= PASSAGE FOR REVIEW =
BEGIN

Different jobs require different neural schemes

Developing the ideal neural architecture for AI models is a complex and ongoing process. There is no one-size-fits-all solution, as different tasks and datasets require different architectures. However, several key principles can guide the development process.

These include designing scalable, modular and efficient architectures, using techniques such as transfer learning to leverage pre-trained models and optimizing hyperparameters to improve performance. Another approach is to design specialized hardware, such as TPUs and GPUs, that can accelerate the training and inference of neural networks.

Ellen Campana, leader of enterprise AI at KPMG U.S., suggests that the ideal neural network architecture should be based on the data size, the problem to be solved and the available computing resources, ensuring that it can learn the relevant features efficiently and effectively.

END

= PROMPT A =
In the passage on neural network architectures, what three factors does Ellen Campana say the ideal architecture should be based on?
= PROMPT B =
Continue the passage on neural network architectures from its last sentence.
Nothing in the listing is needed here.

= RECORDS PROVIDED =
BEGIN

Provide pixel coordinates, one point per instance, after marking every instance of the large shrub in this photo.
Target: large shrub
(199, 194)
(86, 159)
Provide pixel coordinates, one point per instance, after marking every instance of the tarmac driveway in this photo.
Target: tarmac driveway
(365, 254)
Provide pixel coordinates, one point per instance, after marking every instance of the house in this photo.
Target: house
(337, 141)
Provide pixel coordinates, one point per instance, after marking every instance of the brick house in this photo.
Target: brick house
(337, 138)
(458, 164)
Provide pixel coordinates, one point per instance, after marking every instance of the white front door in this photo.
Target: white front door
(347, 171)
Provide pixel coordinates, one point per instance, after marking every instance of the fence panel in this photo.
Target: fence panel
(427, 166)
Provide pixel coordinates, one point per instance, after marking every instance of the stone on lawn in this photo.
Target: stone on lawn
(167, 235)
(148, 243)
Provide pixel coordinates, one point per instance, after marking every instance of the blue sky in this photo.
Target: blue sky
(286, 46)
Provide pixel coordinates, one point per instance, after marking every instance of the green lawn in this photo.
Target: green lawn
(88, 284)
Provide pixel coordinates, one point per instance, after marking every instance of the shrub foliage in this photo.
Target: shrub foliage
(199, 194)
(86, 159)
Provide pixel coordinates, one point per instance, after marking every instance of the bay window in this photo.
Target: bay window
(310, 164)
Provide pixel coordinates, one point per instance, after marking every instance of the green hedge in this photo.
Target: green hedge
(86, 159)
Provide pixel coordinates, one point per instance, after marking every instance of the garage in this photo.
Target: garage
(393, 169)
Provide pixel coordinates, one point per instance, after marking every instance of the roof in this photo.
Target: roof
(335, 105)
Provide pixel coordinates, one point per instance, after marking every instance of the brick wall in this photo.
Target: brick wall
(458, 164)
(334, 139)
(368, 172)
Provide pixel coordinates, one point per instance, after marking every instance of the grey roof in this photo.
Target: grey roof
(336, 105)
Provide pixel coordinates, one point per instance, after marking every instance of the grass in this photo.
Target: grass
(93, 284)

END

= RESULT A =
The data size, the problem to be solved and the available computing resources.

= RESULT B =
“For most problems, it is best to consider incorporating already trained large models and fine-tuning them to do well with your use case," Campana told VentureBeat. "Training these models from scratch, especially for generative uses, is very costly in terms of compute. So smaller, simpler models are more suitable when data is an issue. Using pre-trained models can be another way to get around data limitations.”

More efficient architectures

The future of neural networks, Campana said, lies in developing more efficient architectures. Creating an optimized neural network architecture is crucial for achieving high performance.

“I think it’s going to continue with the trend toward larger models, but more and more they will be reusable," said Campana. "So they are trained by one company and then licensed for use like we are seeing with OpenAI’s Davinci models. This makes both the cost and the footprint very manageable for people who want to use AI, yet they get the complexity that is needed for using AI to solve challenging problems.”

Likewise, Kjell Carlsson, head of data science strategy and evangelism at enterprise MLOps platform Domino Data Lab, believes that smaller, simpler models are always more suitable for real-world applications.

“None of the headline-grabbing generative AI models is suitable for real-world applications in their raw state,” said Carlsson. “For real-world applications, they need to be optimized for a narrow set of use cases, which in turn reduces their size and the cost of using them. A successful example is GitHub Copilot, a version of OpenAI’s codex model optimized for auto-completing code.”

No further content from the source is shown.